Dataset records about object locations:
————————

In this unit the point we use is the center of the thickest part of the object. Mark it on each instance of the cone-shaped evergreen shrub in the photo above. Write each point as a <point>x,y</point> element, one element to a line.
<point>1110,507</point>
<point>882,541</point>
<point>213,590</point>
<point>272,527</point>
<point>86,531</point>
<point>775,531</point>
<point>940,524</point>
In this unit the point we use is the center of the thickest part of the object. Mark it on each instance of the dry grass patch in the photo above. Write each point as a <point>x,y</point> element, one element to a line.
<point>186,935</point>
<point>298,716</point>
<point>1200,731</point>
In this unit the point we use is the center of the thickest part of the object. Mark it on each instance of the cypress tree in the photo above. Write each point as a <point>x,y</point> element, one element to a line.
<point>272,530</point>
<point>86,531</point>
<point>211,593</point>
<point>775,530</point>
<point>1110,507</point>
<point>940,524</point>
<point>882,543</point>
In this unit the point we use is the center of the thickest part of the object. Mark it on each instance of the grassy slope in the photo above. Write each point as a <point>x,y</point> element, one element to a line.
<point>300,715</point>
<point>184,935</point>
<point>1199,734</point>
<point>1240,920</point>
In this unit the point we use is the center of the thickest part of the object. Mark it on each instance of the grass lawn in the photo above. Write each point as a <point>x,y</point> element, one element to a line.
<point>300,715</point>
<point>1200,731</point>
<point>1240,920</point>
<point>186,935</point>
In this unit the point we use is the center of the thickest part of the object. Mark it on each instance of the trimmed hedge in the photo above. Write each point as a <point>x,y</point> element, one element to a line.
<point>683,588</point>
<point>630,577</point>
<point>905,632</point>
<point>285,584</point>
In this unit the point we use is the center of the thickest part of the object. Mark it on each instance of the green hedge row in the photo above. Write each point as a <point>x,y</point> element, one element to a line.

————————

### DIRECTION
Pull out every one of the entries above and reproduce each word for word.

### RIGHT ANSWER
In this unit the point we use is the center of the thickest part of the object. Mark it on each instance of the cone-shaped evergreen shrub in the photo above. Write each point as a <point>x,y</point> element, one element to a line.
<point>1110,507</point>
<point>882,541</point>
<point>213,590</point>
<point>272,527</point>
<point>86,531</point>
<point>775,531</point>
<point>940,524</point>
In this unit the point we use is the center of the thickest part of the object. Mark it on each instance of the dry grass patch in the photo above. Write each point as a <point>x,y</point> element, one element to a line.
<point>186,935</point>
<point>298,716</point>
<point>1200,731</point>
In this unit the point we use is the center of the thickest part of the object. Mark it on each instance of the cypress tree in the photo above. Write each point as a <point>x,y</point> element, one element to a line.
<point>272,530</point>
<point>86,531</point>
<point>211,593</point>
<point>775,530</point>
<point>1110,507</point>
<point>940,524</point>
<point>882,543</point>
In this unit the point we use is the center of the thickest part of the object. Mark it on each instance of the grassy slope in the photo above. Write each point as a <point>x,y</point> element, one element to a line.
<point>300,715</point>
<point>184,935</point>
<point>1199,734</point>
<point>1240,920</point>
In this unit the point we use is the center of the thickest part of the object. Mark it on each instance of the grass lawn in the photo above. Write each point as a <point>x,y</point> element, one element to a line.
<point>300,715</point>
<point>1200,731</point>
<point>1240,920</point>
<point>186,935</point>
In this unit the point we use is the center of the thickest part of the object. Mark it on each instance of the trimmed hedge in the photo above. Write each point as a <point>x,y</point> element, one element to a line.
<point>683,588</point>
<point>630,577</point>
<point>905,632</point>
<point>285,584</point>
In this unit the point we use is the center of the thickest part of the object. Mark it on each instance of the green hedge row in the photo above. Write each point as a <point>x,y</point> element, one element to a line.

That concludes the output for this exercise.